**WHAT YOU NEED TO DO:** Wherever the word "pencil" appears in a line below, that line counts; report the total number of such lines only.

**PROVIDED RECORDS:**
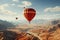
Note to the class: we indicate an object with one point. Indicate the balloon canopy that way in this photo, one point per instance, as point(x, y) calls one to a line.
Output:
point(29, 13)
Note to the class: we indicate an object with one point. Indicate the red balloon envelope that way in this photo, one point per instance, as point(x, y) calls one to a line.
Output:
point(29, 13)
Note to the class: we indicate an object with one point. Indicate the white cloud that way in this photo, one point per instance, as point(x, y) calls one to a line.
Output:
point(25, 4)
point(52, 9)
point(15, 0)
point(2, 7)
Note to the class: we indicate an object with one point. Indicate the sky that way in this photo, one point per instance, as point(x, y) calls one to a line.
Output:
point(45, 9)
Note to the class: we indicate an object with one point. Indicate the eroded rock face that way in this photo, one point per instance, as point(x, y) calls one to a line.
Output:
point(9, 35)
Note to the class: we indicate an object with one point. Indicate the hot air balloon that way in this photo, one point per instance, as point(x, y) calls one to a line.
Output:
point(29, 14)
point(16, 18)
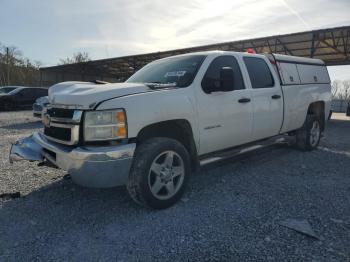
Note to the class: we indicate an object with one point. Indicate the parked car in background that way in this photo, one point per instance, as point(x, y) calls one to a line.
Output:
point(20, 97)
point(39, 105)
point(7, 89)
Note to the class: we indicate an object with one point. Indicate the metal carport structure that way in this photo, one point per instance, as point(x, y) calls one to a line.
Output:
point(330, 45)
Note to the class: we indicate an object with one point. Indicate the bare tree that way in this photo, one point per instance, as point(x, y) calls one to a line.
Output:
point(336, 85)
point(76, 58)
point(346, 88)
point(16, 69)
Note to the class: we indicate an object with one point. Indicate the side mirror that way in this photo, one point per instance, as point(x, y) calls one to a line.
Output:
point(226, 79)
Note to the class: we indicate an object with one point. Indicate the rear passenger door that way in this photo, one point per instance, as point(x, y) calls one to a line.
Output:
point(224, 121)
point(267, 98)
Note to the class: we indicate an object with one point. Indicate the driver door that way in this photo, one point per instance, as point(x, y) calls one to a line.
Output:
point(225, 118)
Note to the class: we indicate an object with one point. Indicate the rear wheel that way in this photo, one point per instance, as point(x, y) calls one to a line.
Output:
point(308, 136)
point(159, 173)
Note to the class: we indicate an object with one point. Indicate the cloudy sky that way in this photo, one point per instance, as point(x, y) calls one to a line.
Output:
point(49, 30)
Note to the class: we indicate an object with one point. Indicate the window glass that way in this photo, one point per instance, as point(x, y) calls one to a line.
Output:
point(180, 70)
point(41, 92)
point(259, 72)
point(212, 76)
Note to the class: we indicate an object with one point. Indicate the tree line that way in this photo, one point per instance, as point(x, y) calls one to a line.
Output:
point(16, 69)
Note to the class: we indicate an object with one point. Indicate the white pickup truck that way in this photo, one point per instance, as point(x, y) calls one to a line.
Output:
point(151, 132)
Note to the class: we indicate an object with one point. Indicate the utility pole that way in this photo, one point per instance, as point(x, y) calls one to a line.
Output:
point(8, 65)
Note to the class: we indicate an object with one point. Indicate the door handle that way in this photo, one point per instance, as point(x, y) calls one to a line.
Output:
point(244, 100)
point(276, 97)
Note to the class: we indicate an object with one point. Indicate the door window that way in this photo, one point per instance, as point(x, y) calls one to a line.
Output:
point(212, 76)
point(259, 72)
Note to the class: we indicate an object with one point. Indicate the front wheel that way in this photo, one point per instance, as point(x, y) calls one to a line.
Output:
point(159, 173)
point(309, 135)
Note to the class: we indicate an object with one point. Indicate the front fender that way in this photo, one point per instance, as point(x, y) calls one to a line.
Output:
point(153, 107)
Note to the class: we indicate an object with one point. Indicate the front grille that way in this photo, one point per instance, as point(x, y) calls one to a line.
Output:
point(60, 112)
point(59, 133)
point(62, 125)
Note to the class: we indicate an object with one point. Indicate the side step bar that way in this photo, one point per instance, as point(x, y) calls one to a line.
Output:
point(241, 150)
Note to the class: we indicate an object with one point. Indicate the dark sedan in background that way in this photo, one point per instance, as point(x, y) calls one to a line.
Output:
point(39, 105)
point(19, 97)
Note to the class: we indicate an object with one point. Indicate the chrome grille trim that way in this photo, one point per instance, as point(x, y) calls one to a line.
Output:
point(73, 124)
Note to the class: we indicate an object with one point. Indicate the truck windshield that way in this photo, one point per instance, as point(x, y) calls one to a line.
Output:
point(6, 90)
point(179, 71)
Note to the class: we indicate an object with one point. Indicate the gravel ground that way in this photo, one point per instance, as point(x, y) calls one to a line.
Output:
point(231, 212)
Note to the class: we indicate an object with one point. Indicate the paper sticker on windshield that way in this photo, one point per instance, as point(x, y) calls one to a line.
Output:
point(175, 73)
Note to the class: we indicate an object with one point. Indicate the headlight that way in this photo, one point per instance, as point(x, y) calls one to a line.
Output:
point(105, 125)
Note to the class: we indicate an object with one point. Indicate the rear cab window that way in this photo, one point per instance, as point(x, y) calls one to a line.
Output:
point(212, 75)
point(259, 72)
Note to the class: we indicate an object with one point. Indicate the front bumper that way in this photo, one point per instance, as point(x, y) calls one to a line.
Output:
point(88, 166)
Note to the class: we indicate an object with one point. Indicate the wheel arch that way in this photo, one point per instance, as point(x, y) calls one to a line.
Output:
point(178, 129)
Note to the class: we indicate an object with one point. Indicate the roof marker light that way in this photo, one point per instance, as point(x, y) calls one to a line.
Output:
point(251, 51)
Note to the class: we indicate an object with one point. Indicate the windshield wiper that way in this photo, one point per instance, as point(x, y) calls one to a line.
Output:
point(158, 85)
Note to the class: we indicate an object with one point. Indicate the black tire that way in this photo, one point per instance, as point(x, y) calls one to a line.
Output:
point(8, 106)
point(139, 182)
point(306, 140)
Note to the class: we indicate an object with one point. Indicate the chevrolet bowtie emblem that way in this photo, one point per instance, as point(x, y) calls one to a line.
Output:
point(46, 120)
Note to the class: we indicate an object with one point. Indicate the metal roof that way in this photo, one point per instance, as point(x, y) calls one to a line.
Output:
point(332, 45)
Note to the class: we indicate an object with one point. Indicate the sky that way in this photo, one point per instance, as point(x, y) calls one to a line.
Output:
point(49, 30)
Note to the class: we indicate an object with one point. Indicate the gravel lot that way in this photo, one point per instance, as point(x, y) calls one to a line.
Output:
point(231, 212)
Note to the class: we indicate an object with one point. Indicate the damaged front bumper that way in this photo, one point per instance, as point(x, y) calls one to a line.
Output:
point(97, 166)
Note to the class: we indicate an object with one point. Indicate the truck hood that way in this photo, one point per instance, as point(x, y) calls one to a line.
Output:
point(85, 95)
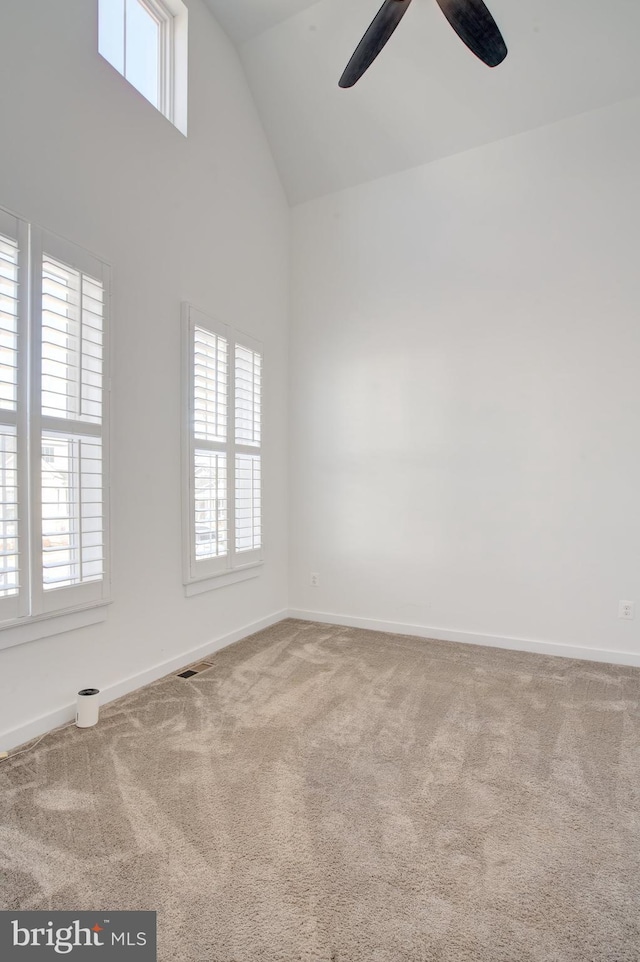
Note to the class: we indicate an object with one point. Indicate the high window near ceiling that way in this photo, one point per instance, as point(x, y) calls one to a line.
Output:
point(146, 41)
point(223, 453)
point(54, 560)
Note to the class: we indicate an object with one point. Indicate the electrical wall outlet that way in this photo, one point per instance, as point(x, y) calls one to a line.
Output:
point(627, 610)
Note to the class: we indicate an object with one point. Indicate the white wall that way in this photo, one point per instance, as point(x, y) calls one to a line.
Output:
point(201, 219)
point(466, 392)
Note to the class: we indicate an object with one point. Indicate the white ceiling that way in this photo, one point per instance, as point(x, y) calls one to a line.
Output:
point(243, 19)
point(426, 96)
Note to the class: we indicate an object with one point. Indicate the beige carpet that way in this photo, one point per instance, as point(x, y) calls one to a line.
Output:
point(337, 795)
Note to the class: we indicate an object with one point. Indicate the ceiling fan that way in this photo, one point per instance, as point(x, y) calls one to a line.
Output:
point(469, 18)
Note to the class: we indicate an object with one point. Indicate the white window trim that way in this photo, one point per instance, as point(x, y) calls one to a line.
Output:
point(83, 604)
point(201, 576)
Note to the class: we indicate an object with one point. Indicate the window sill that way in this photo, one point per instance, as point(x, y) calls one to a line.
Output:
point(222, 580)
point(21, 631)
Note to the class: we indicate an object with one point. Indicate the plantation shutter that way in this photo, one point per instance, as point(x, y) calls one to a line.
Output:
point(248, 461)
point(223, 502)
point(68, 466)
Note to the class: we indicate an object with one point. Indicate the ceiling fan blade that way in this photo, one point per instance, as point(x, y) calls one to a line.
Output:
point(476, 27)
point(384, 23)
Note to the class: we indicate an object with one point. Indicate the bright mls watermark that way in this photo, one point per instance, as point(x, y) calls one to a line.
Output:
point(81, 936)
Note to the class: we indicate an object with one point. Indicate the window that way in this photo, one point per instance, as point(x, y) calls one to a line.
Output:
point(53, 457)
point(146, 41)
point(223, 497)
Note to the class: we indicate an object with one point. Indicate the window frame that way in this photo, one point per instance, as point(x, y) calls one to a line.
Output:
point(37, 612)
point(204, 574)
point(171, 17)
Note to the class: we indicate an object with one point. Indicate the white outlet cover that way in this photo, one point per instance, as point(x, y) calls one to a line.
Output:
point(627, 610)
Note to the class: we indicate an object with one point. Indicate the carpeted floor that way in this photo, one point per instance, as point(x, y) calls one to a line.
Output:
point(337, 795)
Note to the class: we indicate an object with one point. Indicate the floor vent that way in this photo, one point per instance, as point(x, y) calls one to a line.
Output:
point(190, 672)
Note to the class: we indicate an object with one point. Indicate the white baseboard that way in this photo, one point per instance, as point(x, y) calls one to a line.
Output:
point(470, 638)
point(62, 716)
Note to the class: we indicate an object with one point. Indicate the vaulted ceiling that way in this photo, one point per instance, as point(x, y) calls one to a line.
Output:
point(426, 96)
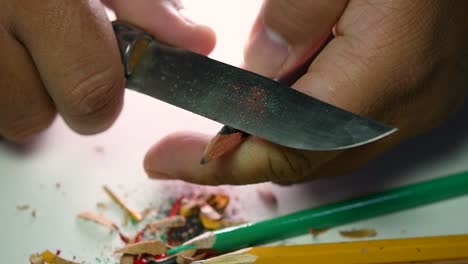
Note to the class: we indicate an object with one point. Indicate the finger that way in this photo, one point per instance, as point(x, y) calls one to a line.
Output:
point(374, 65)
point(75, 51)
point(178, 157)
point(163, 19)
point(25, 107)
point(286, 33)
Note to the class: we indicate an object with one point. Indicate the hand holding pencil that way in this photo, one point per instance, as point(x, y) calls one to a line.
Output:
point(353, 72)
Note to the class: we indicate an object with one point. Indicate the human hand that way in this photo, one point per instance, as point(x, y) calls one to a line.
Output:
point(401, 62)
point(62, 56)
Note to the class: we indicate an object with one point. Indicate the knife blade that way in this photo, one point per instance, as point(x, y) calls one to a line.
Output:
point(238, 98)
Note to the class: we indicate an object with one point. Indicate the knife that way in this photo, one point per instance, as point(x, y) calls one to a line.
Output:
point(238, 98)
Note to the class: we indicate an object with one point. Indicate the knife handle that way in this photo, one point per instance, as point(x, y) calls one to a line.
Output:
point(132, 42)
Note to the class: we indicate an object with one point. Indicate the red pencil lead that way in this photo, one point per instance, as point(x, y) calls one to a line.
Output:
point(227, 139)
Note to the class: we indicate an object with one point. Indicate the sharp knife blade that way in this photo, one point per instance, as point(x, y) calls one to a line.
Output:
point(238, 98)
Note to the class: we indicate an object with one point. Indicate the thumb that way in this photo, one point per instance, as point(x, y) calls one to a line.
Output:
point(287, 33)
point(164, 21)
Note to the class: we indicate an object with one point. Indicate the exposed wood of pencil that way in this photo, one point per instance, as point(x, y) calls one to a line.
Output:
point(227, 139)
point(439, 249)
point(133, 213)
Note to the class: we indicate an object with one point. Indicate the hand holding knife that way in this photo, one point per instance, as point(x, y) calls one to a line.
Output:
point(237, 98)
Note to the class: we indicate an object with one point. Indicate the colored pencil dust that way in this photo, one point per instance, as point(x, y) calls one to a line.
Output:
point(332, 215)
point(227, 139)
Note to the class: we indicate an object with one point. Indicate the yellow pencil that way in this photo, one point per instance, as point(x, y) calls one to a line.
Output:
point(451, 249)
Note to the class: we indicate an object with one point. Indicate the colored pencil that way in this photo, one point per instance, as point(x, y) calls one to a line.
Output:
point(227, 139)
point(435, 249)
point(331, 215)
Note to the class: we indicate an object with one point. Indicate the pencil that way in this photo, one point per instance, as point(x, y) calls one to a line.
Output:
point(331, 215)
point(435, 249)
point(227, 139)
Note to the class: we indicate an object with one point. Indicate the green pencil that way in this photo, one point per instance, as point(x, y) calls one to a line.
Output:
point(331, 215)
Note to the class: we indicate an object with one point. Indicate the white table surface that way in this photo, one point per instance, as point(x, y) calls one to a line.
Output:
point(29, 174)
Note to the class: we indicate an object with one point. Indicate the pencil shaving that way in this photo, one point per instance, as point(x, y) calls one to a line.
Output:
point(98, 219)
point(49, 258)
point(208, 211)
point(152, 247)
point(267, 195)
point(359, 233)
point(23, 207)
point(186, 256)
point(218, 201)
point(135, 215)
point(168, 222)
point(230, 259)
point(126, 259)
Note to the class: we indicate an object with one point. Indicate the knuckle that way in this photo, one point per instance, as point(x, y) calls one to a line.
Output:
point(94, 92)
point(24, 127)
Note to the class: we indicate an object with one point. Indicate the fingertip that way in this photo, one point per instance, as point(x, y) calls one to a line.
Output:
point(98, 109)
point(166, 23)
point(176, 156)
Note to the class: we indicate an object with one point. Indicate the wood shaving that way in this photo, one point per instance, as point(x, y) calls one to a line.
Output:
point(189, 208)
point(98, 219)
point(101, 205)
point(210, 212)
point(168, 222)
point(151, 247)
point(185, 256)
point(126, 259)
point(147, 212)
point(23, 207)
point(126, 219)
point(232, 222)
point(36, 259)
point(219, 201)
point(49, 258)
point(267, 195)
point(359, 233)
point(135, 215)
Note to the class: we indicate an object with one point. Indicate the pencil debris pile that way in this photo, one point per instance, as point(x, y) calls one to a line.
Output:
point(47, 257)
point(183, 219)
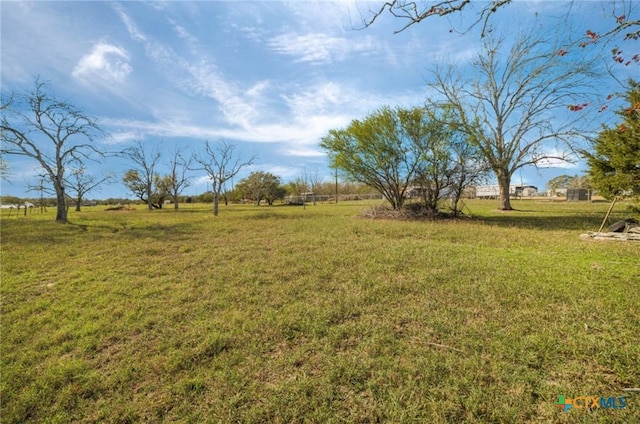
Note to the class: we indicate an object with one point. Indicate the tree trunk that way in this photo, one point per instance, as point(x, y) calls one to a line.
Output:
point(504, 181)
point(216, 202)
point(149, 199)
point(61, 209)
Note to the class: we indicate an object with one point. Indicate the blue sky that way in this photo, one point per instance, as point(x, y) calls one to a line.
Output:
point(270, 77)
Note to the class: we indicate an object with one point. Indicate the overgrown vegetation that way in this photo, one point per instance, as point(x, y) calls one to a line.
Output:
point(279, 314)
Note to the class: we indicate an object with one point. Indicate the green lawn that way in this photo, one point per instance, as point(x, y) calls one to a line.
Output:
point(284, 314)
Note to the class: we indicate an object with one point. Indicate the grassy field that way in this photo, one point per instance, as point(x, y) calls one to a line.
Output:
point(285, 315)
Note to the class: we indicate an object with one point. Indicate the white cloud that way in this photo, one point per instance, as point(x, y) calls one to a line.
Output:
point(105, 62)
point(128, 22)
point(318, 48)
point(557, 159)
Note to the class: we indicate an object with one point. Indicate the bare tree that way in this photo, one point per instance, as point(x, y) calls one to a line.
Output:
point(513, 105)
point(53, 132)
point(140, 179)
point(413, 12)
point(177, 180)
point(221, 165)
point(80, 183)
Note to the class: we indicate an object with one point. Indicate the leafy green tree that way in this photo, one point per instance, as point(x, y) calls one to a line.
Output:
point(377, 152)
point(559, 182)
point(614, 161)
point(260, 186)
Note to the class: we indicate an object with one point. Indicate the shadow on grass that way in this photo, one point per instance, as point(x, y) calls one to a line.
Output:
point(531, 219)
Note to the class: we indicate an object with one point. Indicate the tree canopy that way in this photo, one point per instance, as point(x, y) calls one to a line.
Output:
point(54, 133)
point(505, 106)
point(614, 161)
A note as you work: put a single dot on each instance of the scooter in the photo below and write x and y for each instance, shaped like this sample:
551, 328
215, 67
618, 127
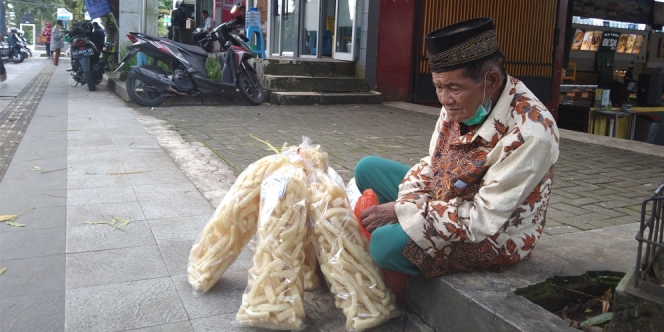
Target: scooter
85, 65
150, 85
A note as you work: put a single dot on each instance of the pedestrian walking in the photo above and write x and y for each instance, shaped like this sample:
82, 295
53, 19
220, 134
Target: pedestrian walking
57, 41
178, 19
3, 72
46, 33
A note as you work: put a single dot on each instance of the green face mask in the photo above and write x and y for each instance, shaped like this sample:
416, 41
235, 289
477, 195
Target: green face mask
480, 114
482, 111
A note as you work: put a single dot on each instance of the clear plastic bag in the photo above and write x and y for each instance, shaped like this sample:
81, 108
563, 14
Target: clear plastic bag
274, 295
343, 255
231, 226
233, 223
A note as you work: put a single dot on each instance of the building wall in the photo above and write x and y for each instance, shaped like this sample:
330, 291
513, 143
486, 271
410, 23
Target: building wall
395, 49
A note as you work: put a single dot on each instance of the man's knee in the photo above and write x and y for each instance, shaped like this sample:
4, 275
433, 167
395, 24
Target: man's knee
383, 248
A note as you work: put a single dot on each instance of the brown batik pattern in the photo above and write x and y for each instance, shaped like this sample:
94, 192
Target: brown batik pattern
496, 253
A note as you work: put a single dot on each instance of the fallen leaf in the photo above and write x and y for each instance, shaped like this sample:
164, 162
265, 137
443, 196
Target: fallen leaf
599, 319
12, 217
116, 222
606, 301
126, 173
7, 217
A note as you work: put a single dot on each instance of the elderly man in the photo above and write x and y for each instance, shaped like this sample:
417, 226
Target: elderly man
479, 200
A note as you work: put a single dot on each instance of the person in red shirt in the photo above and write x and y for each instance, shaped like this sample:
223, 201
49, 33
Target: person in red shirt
47, 33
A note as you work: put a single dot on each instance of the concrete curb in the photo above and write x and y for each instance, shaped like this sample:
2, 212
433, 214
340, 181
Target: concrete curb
485, 301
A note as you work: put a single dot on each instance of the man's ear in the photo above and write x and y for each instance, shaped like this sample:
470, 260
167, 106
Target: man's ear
493, 80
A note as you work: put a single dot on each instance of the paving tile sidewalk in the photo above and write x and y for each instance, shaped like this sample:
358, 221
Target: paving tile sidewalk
595, 185
104, 161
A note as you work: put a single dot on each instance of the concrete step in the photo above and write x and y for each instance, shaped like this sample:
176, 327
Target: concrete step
314, 84
485, 301
324, 68
325, 98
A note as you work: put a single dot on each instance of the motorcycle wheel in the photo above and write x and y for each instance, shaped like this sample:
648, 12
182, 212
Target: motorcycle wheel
17, 57
90, 80
137, 93
252, 93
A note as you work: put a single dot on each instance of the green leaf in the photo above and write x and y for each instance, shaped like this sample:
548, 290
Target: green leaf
599, 319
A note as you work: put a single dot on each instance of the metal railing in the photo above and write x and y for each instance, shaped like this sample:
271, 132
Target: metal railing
651, 234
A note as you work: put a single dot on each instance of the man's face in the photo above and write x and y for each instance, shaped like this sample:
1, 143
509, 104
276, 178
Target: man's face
459, 94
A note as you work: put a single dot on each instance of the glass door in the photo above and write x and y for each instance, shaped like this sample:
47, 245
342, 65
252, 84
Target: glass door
347, 29
282, 36
309, 44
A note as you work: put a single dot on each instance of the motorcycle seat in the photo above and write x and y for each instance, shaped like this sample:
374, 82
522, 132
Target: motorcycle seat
191, 48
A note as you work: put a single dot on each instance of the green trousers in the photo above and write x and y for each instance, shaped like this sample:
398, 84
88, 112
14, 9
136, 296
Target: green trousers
383, 176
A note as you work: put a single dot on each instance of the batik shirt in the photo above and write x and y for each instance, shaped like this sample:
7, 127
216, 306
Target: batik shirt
479, 200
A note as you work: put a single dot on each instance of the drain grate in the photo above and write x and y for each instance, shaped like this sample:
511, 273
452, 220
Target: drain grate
16, 116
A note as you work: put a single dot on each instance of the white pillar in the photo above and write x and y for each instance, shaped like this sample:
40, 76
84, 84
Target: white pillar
132, 18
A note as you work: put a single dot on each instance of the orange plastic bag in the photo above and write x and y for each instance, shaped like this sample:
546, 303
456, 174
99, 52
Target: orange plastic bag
367, 200
395, 281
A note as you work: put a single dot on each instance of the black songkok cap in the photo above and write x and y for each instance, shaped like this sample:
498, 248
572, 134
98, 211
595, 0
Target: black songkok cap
461, 44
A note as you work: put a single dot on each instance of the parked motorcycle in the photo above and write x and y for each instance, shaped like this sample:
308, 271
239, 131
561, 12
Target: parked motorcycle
150, 85
85, 65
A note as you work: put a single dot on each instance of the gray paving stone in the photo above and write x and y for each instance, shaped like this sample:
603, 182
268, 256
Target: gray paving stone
168, 208
101, 237
95, 268
43, 242
20, 201
176, 255
166, 191
78, 214
35, 275
178, 229
157, 177
100, 195
184, 326
38, 218
83, 157
38, 312
97, 181
556, 230
123, 306
95, 169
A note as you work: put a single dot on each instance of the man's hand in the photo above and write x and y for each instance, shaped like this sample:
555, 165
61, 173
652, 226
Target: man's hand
379, 215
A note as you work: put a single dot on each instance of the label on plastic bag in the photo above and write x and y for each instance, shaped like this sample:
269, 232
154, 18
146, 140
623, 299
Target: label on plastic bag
274, 186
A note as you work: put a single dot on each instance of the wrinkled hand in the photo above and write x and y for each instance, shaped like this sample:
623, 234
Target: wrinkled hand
378, 215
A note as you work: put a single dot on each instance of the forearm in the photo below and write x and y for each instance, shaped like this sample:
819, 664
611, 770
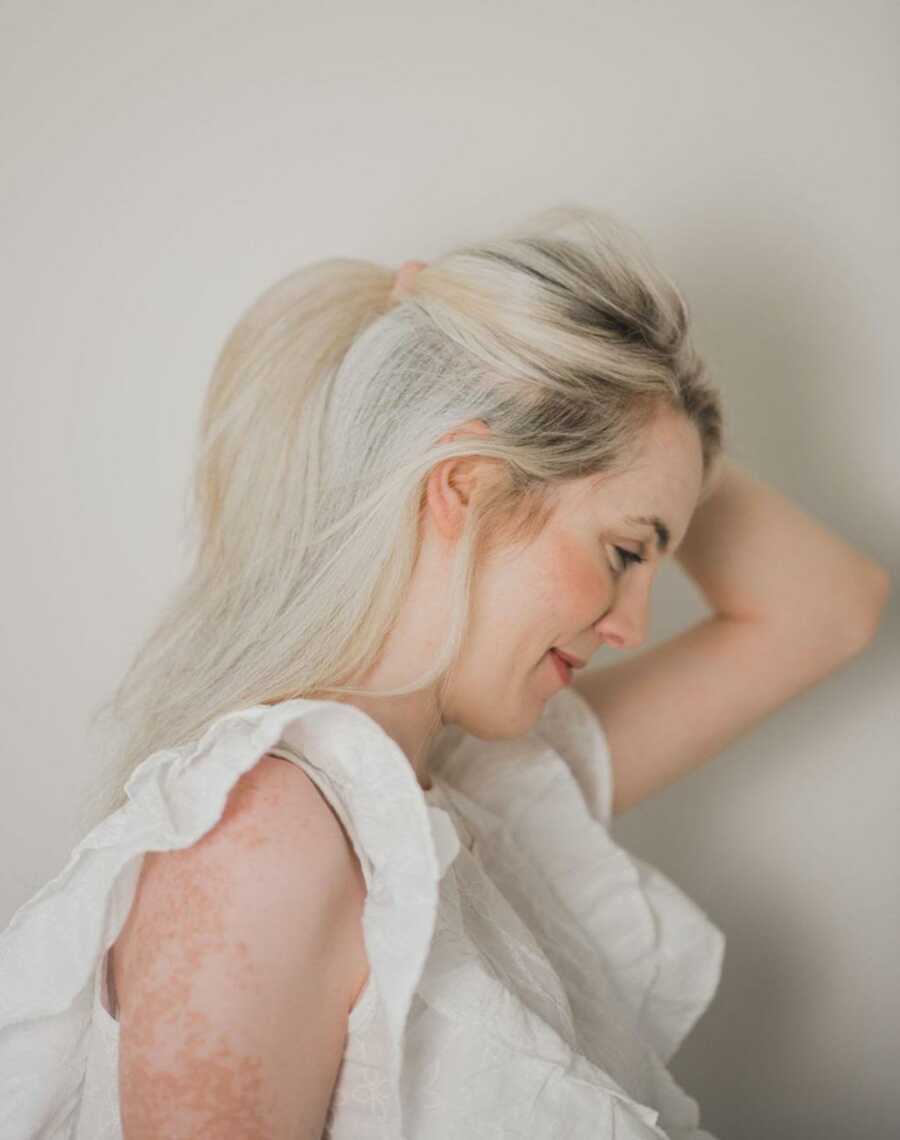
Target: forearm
755, 554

**SOLUTION FOR THIS TASK:** 10